··· Selected excerpt
Q: With the plethora of sustainable strategies available in 2022, from waste reduction to CO2 off setting and energy use reduction, what do you feel should be the minimum sustainable target for a BtR development? And what would a completely green development encompass?

Niamh: We should all be targeting reduction and efficiency ahead of off-setting.

Given the recent energy price increases, I really believe we should be focusing on offering people energy efficient homes, over 85% A&B EPC rated within our portfolio, ensuring we provide the fabric around them to in some way mitigate forthcoming costs. Further focus must also be to investigate partnerships with sustainable energy providers, and work towards providing community-based energy, and even look towards  providing our own supplies.

At a construction level we need to build into contracts points of waste and energy reduction alongside supply chain requirements. PV panels, solar street lighting, wild flower areas, fruit orchards, EV charge points, should be  immediate short term targets  Simple things like, clothes recycling, good and well-maintained recycling provision, and accessibility to sustainable products, need to be in place.
······
··· Extracted records
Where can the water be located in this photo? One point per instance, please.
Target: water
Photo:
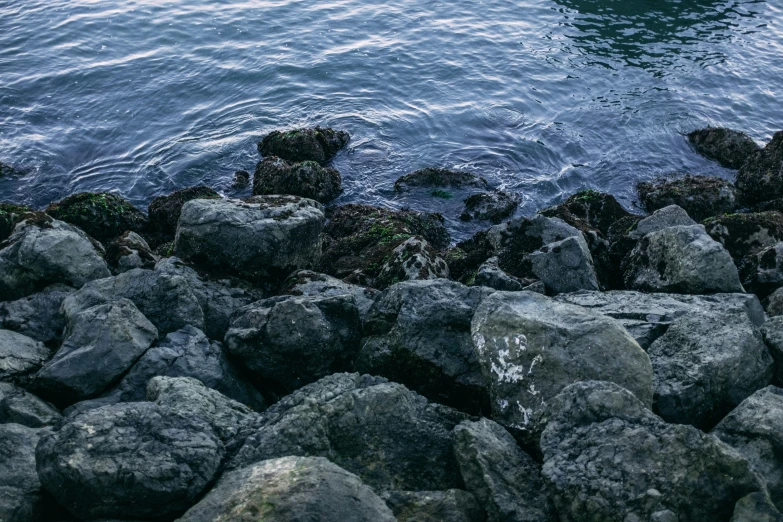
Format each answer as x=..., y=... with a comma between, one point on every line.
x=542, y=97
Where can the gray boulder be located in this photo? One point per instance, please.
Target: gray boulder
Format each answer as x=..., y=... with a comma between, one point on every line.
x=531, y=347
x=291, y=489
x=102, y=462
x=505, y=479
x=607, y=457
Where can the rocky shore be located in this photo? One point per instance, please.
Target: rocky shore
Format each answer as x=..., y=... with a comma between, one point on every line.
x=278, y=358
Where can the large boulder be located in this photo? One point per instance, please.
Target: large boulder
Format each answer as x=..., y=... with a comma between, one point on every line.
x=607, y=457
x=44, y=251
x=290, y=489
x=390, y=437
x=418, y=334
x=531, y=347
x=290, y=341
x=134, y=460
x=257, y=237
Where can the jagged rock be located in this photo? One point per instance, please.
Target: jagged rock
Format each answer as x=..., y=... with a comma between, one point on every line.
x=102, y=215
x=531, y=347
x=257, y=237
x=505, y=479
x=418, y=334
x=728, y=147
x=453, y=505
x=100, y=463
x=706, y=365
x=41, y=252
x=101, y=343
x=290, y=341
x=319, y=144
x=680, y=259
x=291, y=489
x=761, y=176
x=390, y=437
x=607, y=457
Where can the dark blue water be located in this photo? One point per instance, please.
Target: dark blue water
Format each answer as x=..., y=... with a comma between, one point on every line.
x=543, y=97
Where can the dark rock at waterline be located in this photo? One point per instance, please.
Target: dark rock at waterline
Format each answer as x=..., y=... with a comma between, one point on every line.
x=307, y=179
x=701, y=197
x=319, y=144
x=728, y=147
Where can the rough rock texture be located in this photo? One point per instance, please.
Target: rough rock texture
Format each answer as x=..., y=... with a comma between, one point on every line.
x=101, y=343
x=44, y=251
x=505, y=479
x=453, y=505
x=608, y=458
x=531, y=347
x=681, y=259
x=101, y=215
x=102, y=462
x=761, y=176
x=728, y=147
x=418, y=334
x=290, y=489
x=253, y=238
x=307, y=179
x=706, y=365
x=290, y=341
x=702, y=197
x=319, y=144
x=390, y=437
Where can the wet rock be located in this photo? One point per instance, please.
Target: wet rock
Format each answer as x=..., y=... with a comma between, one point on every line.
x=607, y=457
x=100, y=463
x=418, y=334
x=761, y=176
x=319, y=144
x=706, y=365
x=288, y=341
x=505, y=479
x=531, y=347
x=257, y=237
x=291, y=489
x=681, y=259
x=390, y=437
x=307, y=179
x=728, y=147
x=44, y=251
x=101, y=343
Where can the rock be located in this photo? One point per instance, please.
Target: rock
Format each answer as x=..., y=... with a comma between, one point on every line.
······
··· Extracted records
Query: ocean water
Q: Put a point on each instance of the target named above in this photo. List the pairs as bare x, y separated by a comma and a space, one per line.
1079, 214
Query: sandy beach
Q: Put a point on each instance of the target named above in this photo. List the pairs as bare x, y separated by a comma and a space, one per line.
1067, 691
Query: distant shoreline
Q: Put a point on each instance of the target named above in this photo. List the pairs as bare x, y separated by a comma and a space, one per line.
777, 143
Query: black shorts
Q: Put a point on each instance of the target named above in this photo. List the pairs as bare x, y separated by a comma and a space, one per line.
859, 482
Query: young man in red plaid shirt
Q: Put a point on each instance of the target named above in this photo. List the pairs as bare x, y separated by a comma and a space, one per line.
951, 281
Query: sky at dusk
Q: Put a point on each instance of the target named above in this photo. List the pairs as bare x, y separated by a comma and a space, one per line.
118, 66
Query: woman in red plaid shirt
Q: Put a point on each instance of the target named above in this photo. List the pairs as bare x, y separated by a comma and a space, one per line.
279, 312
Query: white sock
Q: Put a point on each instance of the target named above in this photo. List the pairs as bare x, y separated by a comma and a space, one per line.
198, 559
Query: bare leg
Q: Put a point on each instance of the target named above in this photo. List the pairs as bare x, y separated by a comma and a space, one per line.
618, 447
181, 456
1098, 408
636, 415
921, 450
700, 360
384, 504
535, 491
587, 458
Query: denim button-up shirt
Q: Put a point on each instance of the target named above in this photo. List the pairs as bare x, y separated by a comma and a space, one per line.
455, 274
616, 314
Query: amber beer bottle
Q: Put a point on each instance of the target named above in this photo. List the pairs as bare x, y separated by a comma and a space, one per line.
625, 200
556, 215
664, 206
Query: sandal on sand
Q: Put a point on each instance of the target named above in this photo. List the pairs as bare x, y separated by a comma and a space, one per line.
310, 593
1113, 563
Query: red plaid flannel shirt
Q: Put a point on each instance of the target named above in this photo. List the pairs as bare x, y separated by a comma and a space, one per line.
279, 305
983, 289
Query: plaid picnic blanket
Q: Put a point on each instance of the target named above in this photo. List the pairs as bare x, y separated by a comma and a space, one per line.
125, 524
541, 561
······
Activity list –
1) Can you return the part of the interview on sustainable build-to-rent targets starting with "Q: With the" and going on through "our own supplies.", word for word?
2) Could you resume the interview on sustainable build-to-rent targets from where it stops?

Answers by item –
1)
Q: With the plethora of sustainable strategies available in 2022, from waste reduction to CO2 off setting and energy use reduction, what do you feel should be the minimum sustainable target for a BtR development? And what would a completely green development encompass?

Niamh: We should all be targeting reduction and efficiency ahead of off-setting.

Given the recent energy price increases, I really believe we should be focusing on offering people energy efficient homes, over 85% A&B EPC rated within our portfolio, ensuring we provide the fabric around them to in some way mitigate forthcoming costs. Further focus must also be to investigate partnerships with sustainable energy providers, and work towards providing community-based energy, and even look towards  providing our own supplies.

2)
A completely ‘green’ community will have all of the above, and we need to work out how this can be achieved with a careful eye on ROI, as balancing expectations and a focus on long term return and asset lifetime value is valued and important to all stakeholders..

Q: Development costs are usually the adversary of sustainable practices – what are the practices you see as having the best ROI? And how do you quantify the benefits to a tenant in order to get funder approval and to incorporating at the front end?

Niamh: Long-term, sustainable data and asset value have to be the message. All stakeholders realise and appreciate there will be a cost to achieving these goals , but the long term benefits to people and the planet, mean the investment has longevity.

This is a huge challenge, but if there are certain minimum expected provisions and targets in place, and this is consistent across the board, we may get where we need to be. It is not easy but that does not mean we should not try. Keep telling the long term benefit story and legacy, and we will get there.

Q: There are always new systems and methods of construction being developed. How do you choose the most appropriate for your business and what are the evaluation techniques you use to confirm if the methods are appropriate for future jobs?

Niamh: Simple Life manages a portfolio of multiple construction type properties.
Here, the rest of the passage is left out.